↓↓↓

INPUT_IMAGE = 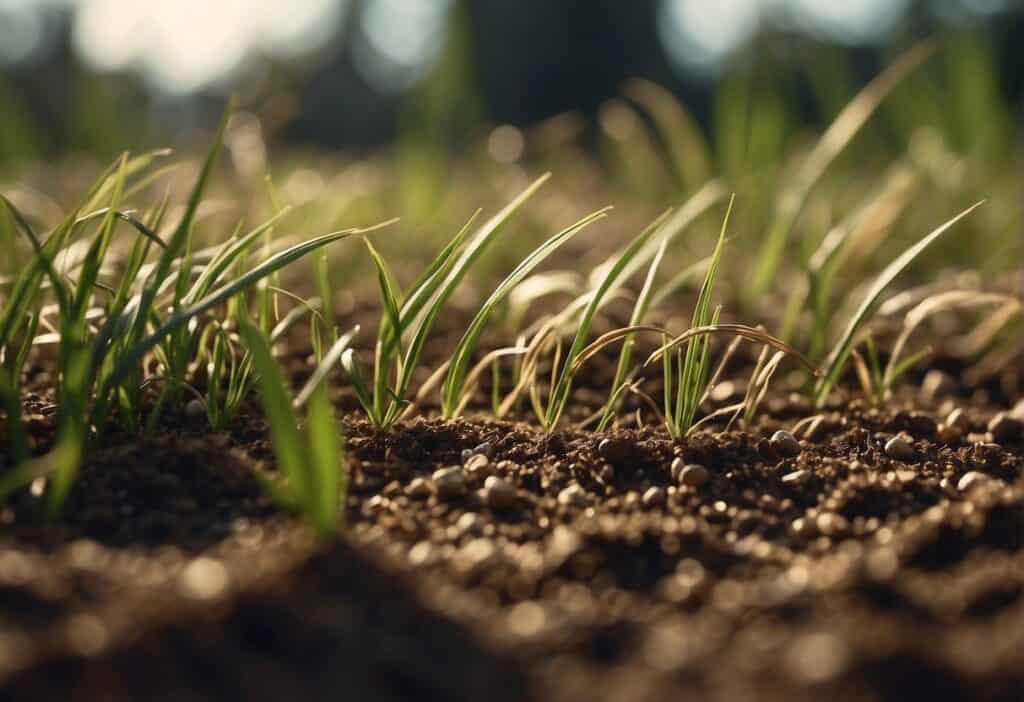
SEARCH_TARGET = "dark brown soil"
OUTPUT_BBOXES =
[0,282,1024,702]
[0,386,1024,700]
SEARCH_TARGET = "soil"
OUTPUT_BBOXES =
[0,315,1024,701]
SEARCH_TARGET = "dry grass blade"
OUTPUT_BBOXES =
[644,323,821,376]
[750,41,935,298]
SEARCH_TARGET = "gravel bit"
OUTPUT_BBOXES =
[430,466,466,501]
[770,429,801,458]
[886,436,918,462]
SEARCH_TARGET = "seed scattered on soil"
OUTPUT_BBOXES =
[946,407,971,434]
[678,464,711,487]
[406,478,430,499]
[179,556,227,600]
[558,483,589,507]
[771,429,801,458]
[921,368,956,404]
[782,471,811,485]
[466,453,490,474]
[483,476,517,510]
[643,486,666,507]
[455,512,486,535]
[988,412,1024,444]
[431,466,466,501]
[886,436,916,460]
[597,439,630,464]
[956,471,990,492]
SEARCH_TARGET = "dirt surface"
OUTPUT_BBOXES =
[0,384,1024,700]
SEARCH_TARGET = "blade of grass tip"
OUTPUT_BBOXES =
[750,41,935,299]
[362,237,403,413]
[815,201,984,406]
[440,208,610,418]
[103,231,351,407]
[384,173,551,421]
[131,97,234,338]
[624,78,711,195]
[641,322,820,375]
[239,323,310,504]
[598,238,669,430]
[341,349,383,427]
[544,212,670,430]
[588,180,728,289]
[45,347,89,519]
[305,384,344,534]
[294,324,359,408]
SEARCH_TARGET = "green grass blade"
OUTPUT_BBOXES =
[101,231,351,413]
[305,384,344,534]
[239,323,310,504]
[750,42,934,299]
[598,238,669,431]
[440,208,610,418]
[815,203,982,405]
[544,212,670,431]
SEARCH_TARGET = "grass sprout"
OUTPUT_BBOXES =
[814,203,982,406]
[341,175,549,429]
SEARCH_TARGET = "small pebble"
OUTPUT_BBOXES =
[558,483,589,507]
[455,512,486,534]
[642,485,665,507]
[988,412,1024,444]
[597,439,630,464]
[886,436,916,460]
[465,453,490,473]
[679,464,711,487]
[406,478,430,499]
[945,407,971,434]
[956,471,990,492]
[921,369,956,404]
[483,476,518,510]
[431,466,466,501]
[771,429,801,458]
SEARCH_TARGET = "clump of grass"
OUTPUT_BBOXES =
[341,175,552,429]
[814,203,981,406]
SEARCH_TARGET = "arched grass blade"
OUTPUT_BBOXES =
[814,203,982,406]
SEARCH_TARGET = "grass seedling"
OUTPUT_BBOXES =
[749,42,934,300]
[341,175,549,429]
[441,208,609,418]
[814,203,981,407]
[662,196,735,438]
[240,323,347,535]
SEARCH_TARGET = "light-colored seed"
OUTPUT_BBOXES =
[771,429,801,458]
[988,412,1024,444]
[669,456,686,483]
[956,471,991,492]
[642,485,665,507]
[465,453,490,473]
[886,436,916,462]
[679,464,711,487]
[406,478,430,499]
[431,466,466,501]
[782,470,811,485]
[483,476,518,510]
[558,483,590,507]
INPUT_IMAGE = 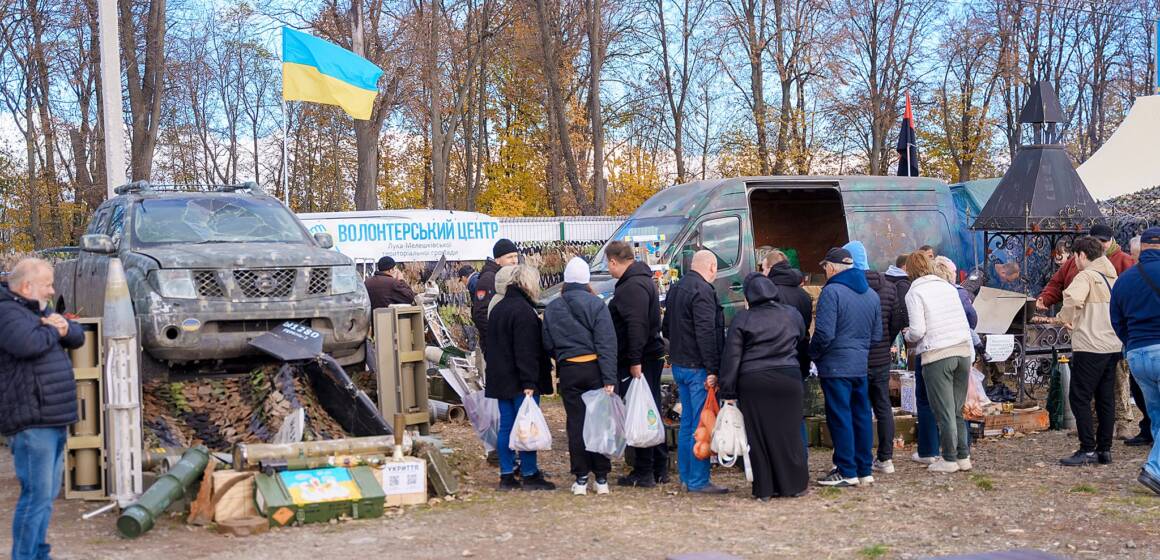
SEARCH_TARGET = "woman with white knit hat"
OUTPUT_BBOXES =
[544,257,616,496]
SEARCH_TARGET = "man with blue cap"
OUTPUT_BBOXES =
[1111,227,1160,494]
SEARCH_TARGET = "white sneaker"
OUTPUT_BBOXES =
[927,458,958,474]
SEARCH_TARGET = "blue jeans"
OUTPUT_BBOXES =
[914,356,971,457]
[673,365,705,490]
[1128,344,1160,478]
[821,376,873,479]
[495,393,539,477]
[8,428,68,560]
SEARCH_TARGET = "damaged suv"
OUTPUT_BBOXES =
[56,182,370,377]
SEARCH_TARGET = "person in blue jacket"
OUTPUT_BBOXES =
[810,247,882,488]
[1111,227,1160,494]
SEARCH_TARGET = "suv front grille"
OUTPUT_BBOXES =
[306,268,331,296]
[233,268,297,298]
[194,270,225,298]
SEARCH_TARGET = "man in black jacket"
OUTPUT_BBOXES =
[764,249,813,379]
[604,241,668,488]
[0,259,85,560]
[844,241,909,474]
[364,256,415,311]
[661,250,728,494]
[471,239,520,366]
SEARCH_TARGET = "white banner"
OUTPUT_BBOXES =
[298,210,500,262]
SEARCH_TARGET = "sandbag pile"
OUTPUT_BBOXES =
[142,365,346,451]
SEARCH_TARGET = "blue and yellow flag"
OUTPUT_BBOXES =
[282,27,383,121]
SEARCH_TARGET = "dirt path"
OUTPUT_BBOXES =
[0,401,1160,560]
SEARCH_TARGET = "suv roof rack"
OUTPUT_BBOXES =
[113,181,266,195]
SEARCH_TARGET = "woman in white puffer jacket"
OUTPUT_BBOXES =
[904,252,973,473]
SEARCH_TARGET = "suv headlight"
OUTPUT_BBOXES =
[331,266,361,296]
[153,269,197,299]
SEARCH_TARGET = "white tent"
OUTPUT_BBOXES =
[1076,95,1160,201]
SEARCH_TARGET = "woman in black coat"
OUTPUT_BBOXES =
[719,272,810,501]
[484,264,556,490]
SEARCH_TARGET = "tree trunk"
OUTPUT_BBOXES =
[588,0,608,214]
[535,0,595,214]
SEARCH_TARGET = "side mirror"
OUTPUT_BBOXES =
[80,233,117,255]
[314,232,334,249]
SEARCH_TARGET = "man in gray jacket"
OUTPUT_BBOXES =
[544,257,616,496]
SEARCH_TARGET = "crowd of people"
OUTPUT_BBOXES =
[450,226,1160,500]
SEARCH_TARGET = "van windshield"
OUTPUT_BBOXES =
[132,196,307,246]
[592,216,689,272]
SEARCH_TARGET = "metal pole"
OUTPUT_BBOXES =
[96,0,127,193]
[282,99,290,208]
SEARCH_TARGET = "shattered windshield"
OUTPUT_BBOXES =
[132,196,306,246]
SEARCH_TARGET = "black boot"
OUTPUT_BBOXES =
[523,471,556,490]
[1124,431,1152,448]
[499,474,523,492]
[1059,451,1100,466]
[616,471,657,488]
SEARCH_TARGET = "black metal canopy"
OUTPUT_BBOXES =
[971,81,1102,233]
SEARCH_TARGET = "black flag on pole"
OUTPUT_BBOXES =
[894,92,919,177]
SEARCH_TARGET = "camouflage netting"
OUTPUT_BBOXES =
[1100,187,1160,247]
[142,365,347,451]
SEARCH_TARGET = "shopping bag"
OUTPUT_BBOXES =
[463,391,500,453]
[580,388,624,459]
[508,397,552,451]
[712,403,749,467]
[693,387,722,460]
[624,377,665,448]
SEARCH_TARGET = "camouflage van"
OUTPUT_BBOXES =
[544,176,964,320]
[56,182,370,377]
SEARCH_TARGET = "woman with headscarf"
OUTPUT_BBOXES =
[484,264,556,490]
[718,272,810,501]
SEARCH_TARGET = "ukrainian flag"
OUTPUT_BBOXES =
[282,27,383,121]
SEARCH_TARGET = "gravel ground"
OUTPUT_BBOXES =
[0,400,1160,560]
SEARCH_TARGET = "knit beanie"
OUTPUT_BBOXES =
[842,241,870,270]
[564,256,592,284]
[492,239,520,259]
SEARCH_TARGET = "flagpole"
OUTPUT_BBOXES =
[282,99,290,208]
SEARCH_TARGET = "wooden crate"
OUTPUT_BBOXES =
[213,470,259,523]
[967,408,1050,437]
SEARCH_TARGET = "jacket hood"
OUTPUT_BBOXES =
[769,261,802,286]
[1083,256,1119,279]
[133,242,351,269]
[886,264,907,278]
[745,272,778,307]
[616,261,652,285]
[842,241,870,270]
[826,268,870,293]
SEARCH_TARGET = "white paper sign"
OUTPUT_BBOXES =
[383,460,427,496]
[987,334,1015,362]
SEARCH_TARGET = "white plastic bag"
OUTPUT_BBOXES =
[710,403,749,467]
[463,391,500,453]
[624,376,665,448]
[580,388,624,459]
[508,398,552,451]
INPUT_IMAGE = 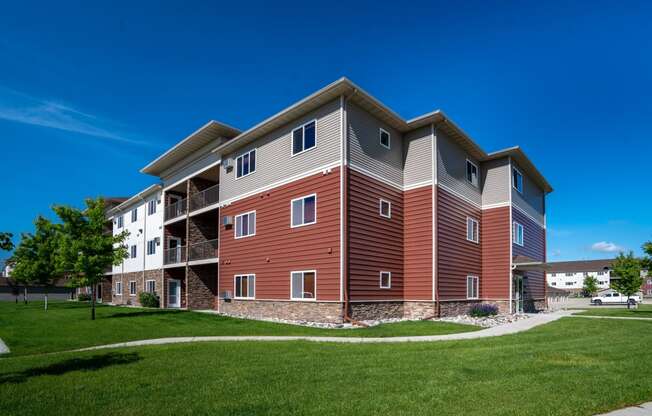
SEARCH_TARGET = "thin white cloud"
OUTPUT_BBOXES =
[591,241,625,253]
[0,87,149,145]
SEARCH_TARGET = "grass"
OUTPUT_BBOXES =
[0,318,652,416]
[0,302,480,355]
[576,304,652,318]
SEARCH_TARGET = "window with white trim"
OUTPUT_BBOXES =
[378,198,392,218]
[290,270,317,300]
[466,276,480,299]
[378,128,392,149]
[290,194,317,227]
[235,211,256,238]
[235,149,256,179]
[512,168,523,193]
[466,159,478,186]
[233,274,256,299]
[466,217,480,243]
[512,221,523,246]
[380,272,392,289]
[292,120,317,156]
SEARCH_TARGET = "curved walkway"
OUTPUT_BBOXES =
[66,311,572,352]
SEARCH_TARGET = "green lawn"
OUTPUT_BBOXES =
[0,302,480,356]
[0,318,652,416]
[577,304,652,318]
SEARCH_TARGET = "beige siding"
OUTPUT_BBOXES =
[481,157,510,205]
[437,130,482,205]
[220,100,341,201]
[510,160,545,224]
[347,104,403,186]
[403,126,432,186]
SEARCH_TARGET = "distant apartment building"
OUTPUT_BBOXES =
[104,78,552,322]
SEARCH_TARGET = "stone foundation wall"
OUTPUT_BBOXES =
[219,299,343,323]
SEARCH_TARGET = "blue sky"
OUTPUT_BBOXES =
[0,1,652,260]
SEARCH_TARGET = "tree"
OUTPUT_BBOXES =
[11,216,60,311]
[583,276,598,296]
[611,251,643,309]
[53,198,128,320]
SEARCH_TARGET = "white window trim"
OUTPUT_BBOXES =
[512,221,525,247]
[378,198,392,219]
[464,159,480,188]
[233,273,256,299]
[290,270,317,302]
[466,275,480,299]
[290,194,317,228]
[233,147,258,181]
[233,210,258,240]
[512,166,525,195]
[378,270,392,289]
[290,119,317,157]
[466,216,480,244]
[378,127,392,150]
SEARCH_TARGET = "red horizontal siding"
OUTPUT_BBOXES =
[219,169,340,300]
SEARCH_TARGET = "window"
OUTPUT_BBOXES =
[147,199,156,215]
[290,270,317,300]
[380,272,392,289]
[379,199,392,218]
[378,129,392,149]
[235,211,256,238]
[147,239,156,256]
[466,159,478,186]
[512,221,523,246]
[466,276,480,299]
[466,217,480,243]
[512,168,523,193]
[290,194,317,227]
[235,149,256,179]
[233,274,256,299]
[292,120,316,156]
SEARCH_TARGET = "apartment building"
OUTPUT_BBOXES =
[114,78,552,322]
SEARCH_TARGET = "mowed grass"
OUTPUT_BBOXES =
[0,318,652,416]
[0,302,481,356]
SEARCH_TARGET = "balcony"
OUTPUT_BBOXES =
[163,246,186,264]
[165,198,188,221]
[190,184,220,211]
[189,239,217,261]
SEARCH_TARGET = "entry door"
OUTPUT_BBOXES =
[168,280,181,308]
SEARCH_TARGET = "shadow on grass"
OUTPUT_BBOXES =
[0,353,140,385]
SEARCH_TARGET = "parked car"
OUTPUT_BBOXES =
[591,292,641,306]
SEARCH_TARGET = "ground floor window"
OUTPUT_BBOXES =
[233,274,256,299]
[290,270,317,300]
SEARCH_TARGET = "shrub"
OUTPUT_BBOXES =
[77,293,91,302]
[138,292,160,308]
[469,303,498,318]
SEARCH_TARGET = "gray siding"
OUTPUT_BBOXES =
[481,157,511,205]
[220,99,342,201]
[403,126,432,186]
[347,103,403,186]
[437,130,482,205]
[510,160,545,224]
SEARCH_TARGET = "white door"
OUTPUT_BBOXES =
[168,279,181,308]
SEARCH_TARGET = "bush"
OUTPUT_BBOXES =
[77,293,91,302]
[138,292,160,308]
[469,303,498,318]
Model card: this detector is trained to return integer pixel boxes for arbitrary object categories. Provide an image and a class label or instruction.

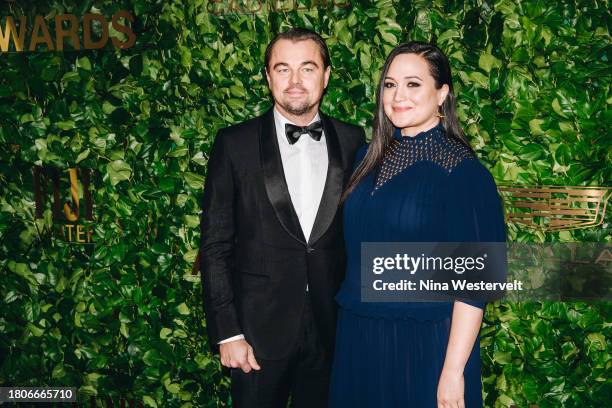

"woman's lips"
[392,106,413,113]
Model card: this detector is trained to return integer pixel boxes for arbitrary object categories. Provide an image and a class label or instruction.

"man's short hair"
[265,28,331,71]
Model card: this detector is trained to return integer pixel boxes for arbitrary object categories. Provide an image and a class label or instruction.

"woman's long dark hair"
[341,41,471,202]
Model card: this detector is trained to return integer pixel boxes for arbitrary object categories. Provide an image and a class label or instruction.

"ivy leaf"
[106,160,132,186]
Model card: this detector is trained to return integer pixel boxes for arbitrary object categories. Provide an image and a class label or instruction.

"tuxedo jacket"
[200,110,365,359]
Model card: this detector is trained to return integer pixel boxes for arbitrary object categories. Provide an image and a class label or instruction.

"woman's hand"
[437,368,465,408]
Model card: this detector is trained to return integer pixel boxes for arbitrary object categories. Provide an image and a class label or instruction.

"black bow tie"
[285,120,323,144]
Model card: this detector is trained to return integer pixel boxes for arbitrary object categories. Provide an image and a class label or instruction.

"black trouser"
[231,296,331,408]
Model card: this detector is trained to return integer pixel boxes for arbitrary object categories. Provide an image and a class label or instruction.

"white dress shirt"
[219,108,329,344]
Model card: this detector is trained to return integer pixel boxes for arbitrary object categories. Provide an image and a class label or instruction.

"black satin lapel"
[308,114,344,246]
[259,110,306,245]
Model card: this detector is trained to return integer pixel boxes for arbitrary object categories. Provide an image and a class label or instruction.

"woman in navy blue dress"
[330,42,505,408]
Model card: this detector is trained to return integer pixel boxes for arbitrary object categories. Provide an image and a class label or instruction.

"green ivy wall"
[0,0,612,408]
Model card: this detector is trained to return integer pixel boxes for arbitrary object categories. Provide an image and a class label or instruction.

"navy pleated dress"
[330,123,506,408]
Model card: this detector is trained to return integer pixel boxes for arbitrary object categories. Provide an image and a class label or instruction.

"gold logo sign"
[33,166,94,244]
[0,10,136,52]
[499,186,612,231]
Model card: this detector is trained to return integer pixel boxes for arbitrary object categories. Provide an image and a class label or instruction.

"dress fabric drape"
[330,124,505,408]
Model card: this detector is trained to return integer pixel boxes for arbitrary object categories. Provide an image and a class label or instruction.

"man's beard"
[278,101,317,116]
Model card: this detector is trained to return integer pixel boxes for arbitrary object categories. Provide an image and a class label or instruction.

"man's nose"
[289,70,302,84]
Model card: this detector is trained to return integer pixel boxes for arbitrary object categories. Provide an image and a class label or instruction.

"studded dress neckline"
[372,123,474,194]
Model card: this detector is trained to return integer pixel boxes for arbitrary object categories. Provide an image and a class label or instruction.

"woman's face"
[383,54,448,136]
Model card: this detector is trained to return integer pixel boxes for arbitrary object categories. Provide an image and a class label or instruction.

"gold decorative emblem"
[499,186,612,231]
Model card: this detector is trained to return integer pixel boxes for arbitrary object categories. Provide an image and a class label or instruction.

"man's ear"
[323,67,331,89]
[438,84,450,106]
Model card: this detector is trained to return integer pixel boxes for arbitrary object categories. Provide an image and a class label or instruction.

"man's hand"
[219,339,261,373]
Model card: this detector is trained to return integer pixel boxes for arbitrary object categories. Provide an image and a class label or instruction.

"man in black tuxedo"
[200,29,364,408]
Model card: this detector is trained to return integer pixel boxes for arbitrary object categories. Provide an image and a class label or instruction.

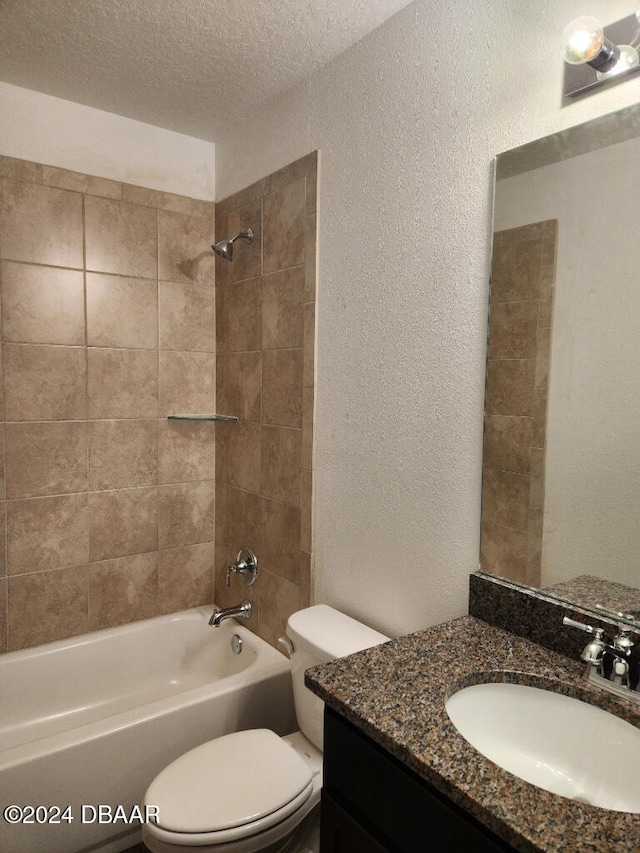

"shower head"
[211,228,253,261]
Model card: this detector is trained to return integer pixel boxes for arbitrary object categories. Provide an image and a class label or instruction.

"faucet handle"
[226,547,258,586]
[562,616,606,667]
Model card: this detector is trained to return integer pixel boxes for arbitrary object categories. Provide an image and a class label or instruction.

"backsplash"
[0,158,216,651]
[215,152,318,645]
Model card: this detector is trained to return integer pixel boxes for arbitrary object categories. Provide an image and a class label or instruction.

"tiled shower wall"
[0,158,215,651]
[215,153,318,644]
[480,220,558,586]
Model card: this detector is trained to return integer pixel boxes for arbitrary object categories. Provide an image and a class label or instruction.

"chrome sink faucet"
[562,616,640,705]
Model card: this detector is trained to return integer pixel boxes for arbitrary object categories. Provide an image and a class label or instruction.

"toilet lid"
[144,729,312,833]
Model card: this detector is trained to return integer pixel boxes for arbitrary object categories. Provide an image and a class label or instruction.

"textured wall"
[0,80,215,201]
[216,0,640,634]
[0,157,215,651]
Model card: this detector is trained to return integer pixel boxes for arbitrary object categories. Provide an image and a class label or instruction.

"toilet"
[142,604,389,853]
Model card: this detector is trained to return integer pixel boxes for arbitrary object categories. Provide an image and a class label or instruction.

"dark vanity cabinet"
[320,708,513,853]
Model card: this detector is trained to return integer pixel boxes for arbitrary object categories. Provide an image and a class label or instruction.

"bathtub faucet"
[209,598,251,628]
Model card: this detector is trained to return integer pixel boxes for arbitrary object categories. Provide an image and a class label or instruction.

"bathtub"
[0,606,295,853]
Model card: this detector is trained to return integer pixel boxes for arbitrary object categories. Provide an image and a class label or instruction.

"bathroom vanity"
[306,592,640,853]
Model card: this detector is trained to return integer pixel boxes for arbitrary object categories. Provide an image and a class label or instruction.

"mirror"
[480,105,640,624]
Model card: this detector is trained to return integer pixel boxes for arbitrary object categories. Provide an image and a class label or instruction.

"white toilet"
[142,604,389,853]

↑↑↑

- Problem to work on:
Turn the items, from their first line through the line with "[750,41,935,298]", into a numbered list, omitting blank lines and leaving out the pictures.

- Result of this task:
1. INPUT_IMAGE = 
2. SEARCH_TARGET = "dark brown soil"
3. OUTPUT_BBOXES =
4. [0,282,1024,702]
5. [0,386,1024,700]
6. SEARCH_TARGET = "soil"
7. OUTPUT_BBOXES =
8. [0,315,1024,701]
9. SEARCH_TARGET = "dry grass blade"
10. OUTPUT_BBOXES =
11. [644,323,821,376]
12. [750,41,935,298]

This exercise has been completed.